(Rows from an object pointing dataset)
* * * * *
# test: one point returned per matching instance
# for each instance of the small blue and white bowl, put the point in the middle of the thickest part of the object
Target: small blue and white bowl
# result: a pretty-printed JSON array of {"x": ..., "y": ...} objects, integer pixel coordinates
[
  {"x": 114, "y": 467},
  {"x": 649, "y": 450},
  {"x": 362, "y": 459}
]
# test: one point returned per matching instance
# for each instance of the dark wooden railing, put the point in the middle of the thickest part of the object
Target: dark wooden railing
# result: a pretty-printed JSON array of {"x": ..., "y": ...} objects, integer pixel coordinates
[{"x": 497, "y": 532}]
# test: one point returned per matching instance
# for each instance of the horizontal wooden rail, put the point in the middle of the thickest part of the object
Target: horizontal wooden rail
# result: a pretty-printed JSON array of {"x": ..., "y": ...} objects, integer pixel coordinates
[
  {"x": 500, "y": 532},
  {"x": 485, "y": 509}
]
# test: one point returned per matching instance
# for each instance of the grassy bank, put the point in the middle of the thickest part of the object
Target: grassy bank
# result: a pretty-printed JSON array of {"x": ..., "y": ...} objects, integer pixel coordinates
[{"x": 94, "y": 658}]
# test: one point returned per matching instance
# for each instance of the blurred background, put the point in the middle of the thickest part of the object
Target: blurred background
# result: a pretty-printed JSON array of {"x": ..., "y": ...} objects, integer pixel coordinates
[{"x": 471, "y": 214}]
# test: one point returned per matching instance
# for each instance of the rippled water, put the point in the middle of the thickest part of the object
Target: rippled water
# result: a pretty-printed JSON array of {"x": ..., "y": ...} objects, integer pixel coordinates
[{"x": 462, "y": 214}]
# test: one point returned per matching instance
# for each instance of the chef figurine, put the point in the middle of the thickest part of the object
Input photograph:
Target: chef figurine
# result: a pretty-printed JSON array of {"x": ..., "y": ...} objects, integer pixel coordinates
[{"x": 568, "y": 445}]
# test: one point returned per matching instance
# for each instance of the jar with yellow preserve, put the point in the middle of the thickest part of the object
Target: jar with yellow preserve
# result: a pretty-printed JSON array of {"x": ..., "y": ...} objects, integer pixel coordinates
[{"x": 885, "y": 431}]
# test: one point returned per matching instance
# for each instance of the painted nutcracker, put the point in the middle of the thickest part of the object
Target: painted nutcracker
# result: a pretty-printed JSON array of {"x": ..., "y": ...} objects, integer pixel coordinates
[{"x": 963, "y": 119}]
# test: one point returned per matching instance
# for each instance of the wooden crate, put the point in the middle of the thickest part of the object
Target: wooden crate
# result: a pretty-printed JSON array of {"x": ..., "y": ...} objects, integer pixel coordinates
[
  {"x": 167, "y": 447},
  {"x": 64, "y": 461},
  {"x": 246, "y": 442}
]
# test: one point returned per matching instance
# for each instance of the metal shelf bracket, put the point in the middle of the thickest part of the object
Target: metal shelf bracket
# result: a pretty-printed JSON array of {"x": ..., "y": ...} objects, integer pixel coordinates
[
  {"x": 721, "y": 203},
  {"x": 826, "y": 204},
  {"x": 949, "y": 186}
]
* * * * *
■ **YOUR GOAL**:
Pick out every line in the records above that contains the word "chef", and copy each of those lines.

■ **RESULT OF THIS EXERCISE**:
# for each instance of the chef figurine, put the point in the middle of the thickest part of the object
Target: chef figurine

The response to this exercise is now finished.